Full Name: James Peter Greaves
Date of Birth: 20/02/1940
He has scored the third highest number of goals for England. There’s no better way of introducing the legend that is James Peter Greaves than that: a goal-machine. A man who knew how to find the back of the net better than anyone else on the pitch. Jimmy Greaves was a player who struck fear into the English league, the Italian Serie A and the world.
Greaves is famous for missing out on England’s World Cup winning final due to a leg injury, which resulted in his substitute, Geoff Hurst, playing a somewhat vital role in the game. No one would have thought him replaceable though. Greavsie was one the most legendary football players England has ever seen.
From East to West London and then to Italy
Born in East Ham in East London Greaves was a cockney through and through. Being born in 1940, the East end of London wasn’t the easiest place to be a baby. At school, Greaves found football provided the perfect escape. He was very talented at a very early age and it led to him being spotted by a London club on the other side of the city, Chelsea.

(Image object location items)
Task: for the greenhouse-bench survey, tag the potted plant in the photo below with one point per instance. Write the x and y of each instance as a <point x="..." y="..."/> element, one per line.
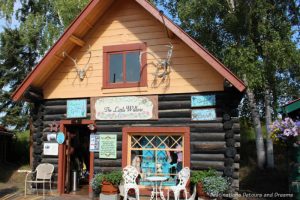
<point x="215" y="186"/>
<point x="197" y="178"/>
<point x="107" y="183"/>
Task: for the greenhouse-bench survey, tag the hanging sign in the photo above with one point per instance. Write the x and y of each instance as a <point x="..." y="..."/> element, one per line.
<point x="108" y="146"/>
<point x="94" y="143"/>
<point x="124" y="108"/>
<point x="76" y="108"/>
<point x="203" y="100"/>
<point x="204" y="114"/>
<point x="50" y="149"/>
<point x="60" y="138"/>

### [THINGS TO DO]
**A.** In the Jimmy Greaves profile, what injury kept Greaves out of England's World Cup winning final?
**B.** Repeat the part of the Jimmy Greaves profile starting with "Greaves is famous" and going on through "the city, Chelsea.".
The items aren't needed for anything here.

### [FULL ANSWERS]
**A.** A leg injury.

**B.**
Greaves is famous for missing out on England’s World Cup winning final due to a leg injury, which resulted in his substitute, Geoff Hurst, playing a somewhat vital role in the game. No one would have thought him replaceable though. Greavsie was one the most legendary football players England has ever seen.
From East to West London and then to Italy
Born in East Ham in East London Greaves was a cockney through and through. Being born in 1940, the East end of London wasn’t the easiest place to be a baby. At school, Greaves found football provided the perfect escape. He was very talented at a very early age and it led to him being spotted by a London club on the other side of the city, Chelsea.